→ **Required work**
In the article on at-risk patients, rewrite everything from "It is critical" down to "health care costs.", replacing "hospitals" with "health systems".

→ **Given text**

# # # #

At-Risk Patient Populations Desperately Need Solutions to Keep Them Healthy at Home
By Jon Bloom, M.D.
CEO of Podimetrics
COVID-19 has made a lasting impact on the health care industry in terms of how we deliver care and monitor our patients, and in particular, how we remotely manage patients with chronic conditions and other comorbidities who are at an increased risk of experiencing severe COVID-19 complications.
For instance, patients with diabetes are hospitalized due to COVID-19 symptoms six times more often than those without. One of the most common and devastating causes of hospitalization among this population are diabetic foot complications–at least half of patients who’ve had a diabetic amputation die within five years. The beginning of the COVID-19 pandemic forced many countries to issue mandated lockdowns, meaning patients were isolated at home and without the necessary tools they needed to help prevent or manage diabetic foot complications. A study published this fall in the Journal of the American Podiatric Medical Association analyzed patient data from the first eight months of 2020 and concluded that the odds of undergoing any level of amputation was 10.8 times higher during the pandemic than before the pandemic.
It is critical that we provide solutions not only to care for these patients virtually but also those that allow patients to prevent and manage their conditions at home. A single diabetic amputation costs nearly $100,000, and up to one-third of diabetes expenditures are linked to lower-limb-related problems. The more patients with diabetes, and potential related complications who contract COVID-19, the more there will be an increased burden on hospitals and an increase in overall health care costs.
The at-risk population, particularly older adults living in underserved and rural parts of the country, are in desperate need of virtual care management that can help detect early signs of diabetic foot complications to ultimately prevent a costly and possibly life-threatening amputation. Research published this fall in BMJ Open Diabetes Research & Care examined the impact of a once-daily foot temperature monitoring device for at-risk patients within the Mid Atlantic Permanente Medical Group. The researchers found a 71 percent reduction in all lower-extremity amputations, a 52 percent drop in all-cause hospital admissions, and a 40 percent decrease in all-cause Emergency Department visits.

# # # #

[Region pointing data]
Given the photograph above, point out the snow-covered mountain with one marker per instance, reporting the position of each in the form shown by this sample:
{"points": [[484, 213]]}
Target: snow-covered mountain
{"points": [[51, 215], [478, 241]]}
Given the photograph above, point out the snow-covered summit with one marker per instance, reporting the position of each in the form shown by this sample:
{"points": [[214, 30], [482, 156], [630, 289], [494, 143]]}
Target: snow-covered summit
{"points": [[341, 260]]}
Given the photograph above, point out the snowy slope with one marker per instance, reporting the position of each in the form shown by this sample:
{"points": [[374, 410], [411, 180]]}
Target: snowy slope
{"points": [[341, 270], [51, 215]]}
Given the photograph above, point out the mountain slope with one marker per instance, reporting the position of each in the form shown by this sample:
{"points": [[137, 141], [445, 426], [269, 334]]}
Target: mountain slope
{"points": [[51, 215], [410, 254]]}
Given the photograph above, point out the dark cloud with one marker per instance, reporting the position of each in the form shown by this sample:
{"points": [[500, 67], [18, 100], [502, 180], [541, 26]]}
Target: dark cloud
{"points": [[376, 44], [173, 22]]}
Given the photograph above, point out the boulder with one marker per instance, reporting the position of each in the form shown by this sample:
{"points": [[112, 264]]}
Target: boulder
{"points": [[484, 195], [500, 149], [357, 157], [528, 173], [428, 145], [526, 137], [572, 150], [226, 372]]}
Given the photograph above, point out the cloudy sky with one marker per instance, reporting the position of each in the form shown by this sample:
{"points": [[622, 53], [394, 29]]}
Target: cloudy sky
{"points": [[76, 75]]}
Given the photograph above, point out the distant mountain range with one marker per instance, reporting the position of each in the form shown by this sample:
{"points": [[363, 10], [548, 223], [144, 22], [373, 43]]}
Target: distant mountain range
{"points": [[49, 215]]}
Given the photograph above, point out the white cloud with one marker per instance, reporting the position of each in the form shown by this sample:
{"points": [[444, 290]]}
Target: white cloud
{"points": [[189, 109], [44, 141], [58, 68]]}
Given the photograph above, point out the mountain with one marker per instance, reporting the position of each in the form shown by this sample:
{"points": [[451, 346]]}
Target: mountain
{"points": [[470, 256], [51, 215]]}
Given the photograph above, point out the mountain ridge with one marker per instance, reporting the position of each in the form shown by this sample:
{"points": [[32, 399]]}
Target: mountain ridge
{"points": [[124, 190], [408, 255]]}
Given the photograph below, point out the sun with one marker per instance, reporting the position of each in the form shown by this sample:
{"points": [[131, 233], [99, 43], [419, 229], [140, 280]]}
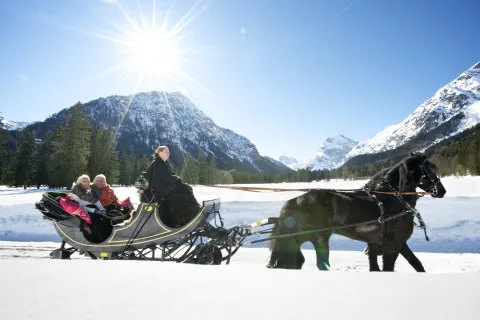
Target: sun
{"points": [[152, 52]]}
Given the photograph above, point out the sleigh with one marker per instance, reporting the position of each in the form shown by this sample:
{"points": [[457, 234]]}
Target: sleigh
{"points": [[145, 235]]}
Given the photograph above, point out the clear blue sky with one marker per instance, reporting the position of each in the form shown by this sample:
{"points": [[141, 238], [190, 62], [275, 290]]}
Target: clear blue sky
{"points": [[285, 74]]}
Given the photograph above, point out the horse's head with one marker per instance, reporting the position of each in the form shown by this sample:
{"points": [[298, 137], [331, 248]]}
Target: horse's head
{"points": [[425, 174]]}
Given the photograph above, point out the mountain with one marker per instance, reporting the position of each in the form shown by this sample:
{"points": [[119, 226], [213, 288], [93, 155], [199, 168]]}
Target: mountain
{"points": [[288, 161], [149, 119], [15, 125], [451, 110], [329, 155]]}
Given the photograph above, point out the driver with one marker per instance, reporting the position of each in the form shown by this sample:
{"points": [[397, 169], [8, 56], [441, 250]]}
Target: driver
{"points": [[161, 178]]}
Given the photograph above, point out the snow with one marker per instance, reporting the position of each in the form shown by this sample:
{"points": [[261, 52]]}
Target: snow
{"points": [[461, 95], [453, 222], [81, 288], [15, 125], [331, 154]]}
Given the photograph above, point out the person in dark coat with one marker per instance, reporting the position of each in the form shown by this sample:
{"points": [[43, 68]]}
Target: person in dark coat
{"points": [[161, 178], [177, 201]]}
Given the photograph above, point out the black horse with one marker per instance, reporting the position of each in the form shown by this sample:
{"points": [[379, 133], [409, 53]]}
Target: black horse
{"points": [[389, 195]]}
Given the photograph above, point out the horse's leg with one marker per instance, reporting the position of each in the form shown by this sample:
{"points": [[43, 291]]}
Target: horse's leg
{"points": [[322, 251], [372, 258], [389, 260], [411, 258], [286, 254]]}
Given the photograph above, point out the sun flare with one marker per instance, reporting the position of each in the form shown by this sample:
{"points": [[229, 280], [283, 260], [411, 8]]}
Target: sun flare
{"points": [[153, 53]]}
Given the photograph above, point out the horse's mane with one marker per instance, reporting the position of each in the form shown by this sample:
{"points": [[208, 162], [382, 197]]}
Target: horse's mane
{"points": [[397, 175]]}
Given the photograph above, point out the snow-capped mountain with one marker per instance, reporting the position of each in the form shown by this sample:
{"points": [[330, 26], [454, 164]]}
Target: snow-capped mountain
{"points": [[150, 119], [453, 108], [288, 161], [329, 155], [15, 125]]}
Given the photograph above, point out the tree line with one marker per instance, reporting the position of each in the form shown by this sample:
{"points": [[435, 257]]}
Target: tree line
{"points": [[77, 147]]}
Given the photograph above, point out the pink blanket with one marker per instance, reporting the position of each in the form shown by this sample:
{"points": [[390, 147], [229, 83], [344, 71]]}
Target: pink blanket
{"points": [[126, 203], [75, 209]]}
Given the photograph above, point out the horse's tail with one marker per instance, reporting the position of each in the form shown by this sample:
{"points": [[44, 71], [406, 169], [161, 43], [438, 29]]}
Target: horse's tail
{"points": [[275, 232]]}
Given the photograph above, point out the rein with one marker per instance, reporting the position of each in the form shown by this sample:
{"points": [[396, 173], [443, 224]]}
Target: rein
{"points": [[256, 189]]}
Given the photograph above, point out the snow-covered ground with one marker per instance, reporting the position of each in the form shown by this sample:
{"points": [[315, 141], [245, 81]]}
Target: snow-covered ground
{"points": [[453, 222], [36, 287]]}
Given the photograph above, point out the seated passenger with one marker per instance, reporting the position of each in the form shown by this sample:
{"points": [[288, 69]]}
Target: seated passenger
{"points": [[108, 199], [89, 198], [85, 196]]}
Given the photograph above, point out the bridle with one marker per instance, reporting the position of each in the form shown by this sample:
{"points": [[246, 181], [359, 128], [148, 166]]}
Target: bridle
{"points": [[433, 189]]}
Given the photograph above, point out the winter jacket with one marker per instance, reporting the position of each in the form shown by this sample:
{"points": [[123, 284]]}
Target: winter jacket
{"points": [[107, 195], [90, 195], [161, 178], [86, 197]]}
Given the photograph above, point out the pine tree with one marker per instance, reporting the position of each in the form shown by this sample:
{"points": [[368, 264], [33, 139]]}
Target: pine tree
{"points": [[189, 171], [71, 157], [212, 168], [3, 155], [125, 171], [202, 166], [45, 150], [103, 156], [22, 170], [134, 163]]}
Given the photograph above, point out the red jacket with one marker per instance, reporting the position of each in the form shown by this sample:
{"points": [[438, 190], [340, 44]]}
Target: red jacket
{"points": [[107, 196]]}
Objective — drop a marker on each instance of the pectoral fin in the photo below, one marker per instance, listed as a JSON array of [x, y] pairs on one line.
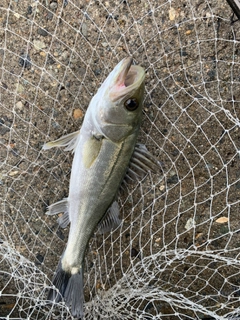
[[58, 207], [69, 141], [91, 149], [142, 162], [111, 219]]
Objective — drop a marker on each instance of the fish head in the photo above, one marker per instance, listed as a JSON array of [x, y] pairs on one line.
[[120, 101]]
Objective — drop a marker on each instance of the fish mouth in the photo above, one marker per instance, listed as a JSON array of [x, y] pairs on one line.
[[128, 78]]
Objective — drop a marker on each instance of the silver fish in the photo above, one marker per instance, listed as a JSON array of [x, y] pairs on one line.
[[105, 151]]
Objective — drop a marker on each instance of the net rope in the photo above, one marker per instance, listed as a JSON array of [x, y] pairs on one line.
[[176, 254]]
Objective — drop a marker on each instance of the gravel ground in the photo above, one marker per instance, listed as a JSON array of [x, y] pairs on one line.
[[53, 57]]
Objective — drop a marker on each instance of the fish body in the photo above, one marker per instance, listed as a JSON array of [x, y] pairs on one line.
[[102, 149]]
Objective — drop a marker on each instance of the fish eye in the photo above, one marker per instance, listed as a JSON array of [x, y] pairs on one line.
[[131, 104]]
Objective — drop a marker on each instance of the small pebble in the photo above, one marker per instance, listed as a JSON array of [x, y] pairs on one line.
[[38, 44], [84, 29], [19, 105], [29, 10], [172, 14], [13, 173], [53, 6], [77, 114], [42, 32], [25, 61]]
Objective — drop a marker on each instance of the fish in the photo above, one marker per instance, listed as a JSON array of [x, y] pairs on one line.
[[105, 153]]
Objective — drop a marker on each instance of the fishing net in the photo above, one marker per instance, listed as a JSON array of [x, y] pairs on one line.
[[176, 254]]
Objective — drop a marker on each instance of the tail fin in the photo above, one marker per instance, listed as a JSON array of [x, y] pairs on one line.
[[70, 287]]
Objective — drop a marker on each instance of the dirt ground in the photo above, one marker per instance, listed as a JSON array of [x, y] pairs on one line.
[[53, 57]]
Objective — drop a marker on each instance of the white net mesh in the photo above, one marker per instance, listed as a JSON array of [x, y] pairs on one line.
[[176, 256]]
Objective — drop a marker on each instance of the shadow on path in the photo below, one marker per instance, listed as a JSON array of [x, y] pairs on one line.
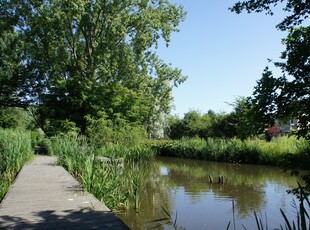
[[68, 219]]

# # # #

→ **Solution to the exercise**
It is critical that we provide solutions not only to care for these patients virtually but also those that allow patients to prevent and manage their conditions at home. A single diabetic amputation costs nearly $100,000, and up to one-third of diabetes expenditures are linked to lower-limb-related problems. The more patients with diabetes, and potential related complications who contract COVID-19, the more there will be an increased burden on health systems and an increase in overall health care costs.